Region pointing data

------------------------------

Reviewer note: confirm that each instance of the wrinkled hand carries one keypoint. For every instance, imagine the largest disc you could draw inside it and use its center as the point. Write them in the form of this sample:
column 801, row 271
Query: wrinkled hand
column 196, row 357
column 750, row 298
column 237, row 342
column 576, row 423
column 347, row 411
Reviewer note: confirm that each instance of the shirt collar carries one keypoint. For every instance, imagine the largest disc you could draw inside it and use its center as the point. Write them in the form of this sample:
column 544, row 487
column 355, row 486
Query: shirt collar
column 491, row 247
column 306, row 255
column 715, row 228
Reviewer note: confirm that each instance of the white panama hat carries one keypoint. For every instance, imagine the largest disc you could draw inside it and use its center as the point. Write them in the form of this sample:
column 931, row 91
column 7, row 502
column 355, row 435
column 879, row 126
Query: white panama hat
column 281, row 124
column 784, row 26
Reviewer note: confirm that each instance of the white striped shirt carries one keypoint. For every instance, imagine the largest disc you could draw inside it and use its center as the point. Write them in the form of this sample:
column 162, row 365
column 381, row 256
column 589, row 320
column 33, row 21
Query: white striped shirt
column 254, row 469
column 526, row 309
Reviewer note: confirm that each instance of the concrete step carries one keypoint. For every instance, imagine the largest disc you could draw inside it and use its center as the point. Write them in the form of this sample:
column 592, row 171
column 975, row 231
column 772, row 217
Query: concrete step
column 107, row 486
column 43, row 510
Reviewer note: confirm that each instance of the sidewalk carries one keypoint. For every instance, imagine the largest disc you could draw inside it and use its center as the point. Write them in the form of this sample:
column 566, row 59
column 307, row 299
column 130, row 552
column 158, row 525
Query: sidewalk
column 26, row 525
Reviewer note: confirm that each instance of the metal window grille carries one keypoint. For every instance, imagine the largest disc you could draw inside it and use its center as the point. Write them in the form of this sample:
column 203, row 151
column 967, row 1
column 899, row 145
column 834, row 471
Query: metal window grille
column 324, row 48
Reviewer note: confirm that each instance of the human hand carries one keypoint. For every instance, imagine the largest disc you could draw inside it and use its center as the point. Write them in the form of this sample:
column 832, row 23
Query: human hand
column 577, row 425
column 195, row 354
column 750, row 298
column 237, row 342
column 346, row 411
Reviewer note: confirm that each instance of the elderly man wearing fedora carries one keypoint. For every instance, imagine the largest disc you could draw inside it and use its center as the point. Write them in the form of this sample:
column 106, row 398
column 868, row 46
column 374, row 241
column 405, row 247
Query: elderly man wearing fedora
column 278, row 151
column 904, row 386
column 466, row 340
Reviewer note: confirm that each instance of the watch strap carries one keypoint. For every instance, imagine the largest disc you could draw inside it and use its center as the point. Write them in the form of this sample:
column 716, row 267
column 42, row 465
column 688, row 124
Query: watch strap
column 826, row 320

------------------------------

◆ **Your instructions**
Go through the records and set each one down again, unchanged.

◆ **Your solution**
Reviewer note: confirm that each instance of the wrinkled hand carries one keypoint. For every instance, imagine the largest disc you could draw inside it and use its center as the point. Write them in the form of this sample:
column 801, row 271
Query: wrinkled hand
column 196, row 357
column 750, row 298
column 237, row 342
column 576, row 423
column 347, row 411
Reviewer note: confirm that each instance of the shirt collar carries one keypoint. For every instance, imagine the largest disc you could draw inside it and use its center as the point. Write them in the form of this sample:
column 544, row 487
column 355, row 486
Query: shirt collar
column 491, row 247
column 306, row 255
column 715, row 228
Reviewer note: confirm that each instance of the white panama hat carries one keypoint. For every instance, imagine the largest disc you could draw inside it and use its center as the point. Write them in the form of this sample:
column 931, row 91
column 7, row 502
column 355, row 435
column 879, row 126
Query: white panama hat
column 281, row 124
column 784, row 26
Reviewer note: confirm that each instance of the white striped shirt carries one keypoint. For every instance, imagine the largest disc you could draw inside it and use its center as the point. Write them in the form of this sample:
column 162, row 365
column 381, row 256
column 589, row 320
column 33, row 21
Query: white striped shirt
column 254, row 469
column 526, row 309
Reviewer note: confirm that each instance of the concrete step carries one keypoint. For every instance, imagine the largest disc you could draw inside it and use its center as the point. Write them in the form of this sample:
column 592, row 171
column 975, row 231
column 772, row 217
Query: concrete step
column 107, row 486
column 43, row 510
Reviewer note: confirm that each instance of the sidewalk carries one keypoint. For every instance, imagine the largest disc you could draw inside it and use its center as the point. Write them in the form of this sample:
column 566, row 59
column 307, row 299
column 130, row 552
column 158, row 525
Query: sidewalk
column 26, row 525
Reviewer note: confirm that each instance of the metal window grille carries one keypoint. For every instance, imagine the largest disc you could draw inside it and use its center as the point. Write them in the form of this sample:
column 203, row 151
column 967, row 1
column 899, row 145
column 834, row 471
Query: metal window grille
column 324, row 48
Reviewer note: confirm that each instance of the human hand carries one keypoint. For every instance, imagine the largest disc you could draw inside it and use its center as the point. Write them in the form of this sample:
column 832, row 23
Query: human hand
column 577, row 425
column 195, row 354
column 750, row 298
column 237, row 342
column 346, row 411
Reviewer note: confirm that each instance of the elderly man wearing fedora carries one keypoint. For every instance, imagine the largest disc you could draw inside it and use its center as the point. Write them in the form of this sample:
column 106, row 398
column 868, row 46
column 374, row 241
column 405, row 247
Query: elderly man wearing fedora
column 278, row 151
column 904, row 386
column 466, row 340
Reviewer note: confirm that each instance of the watch strap carries one keypoint. For every instance, imagine the largest disc you could draw inside it and use its center as the point. Write them in the form of this sample:
column 716, row 267
column 42, row 465
column 688, row 124
Query: watch strap
column 826, row 320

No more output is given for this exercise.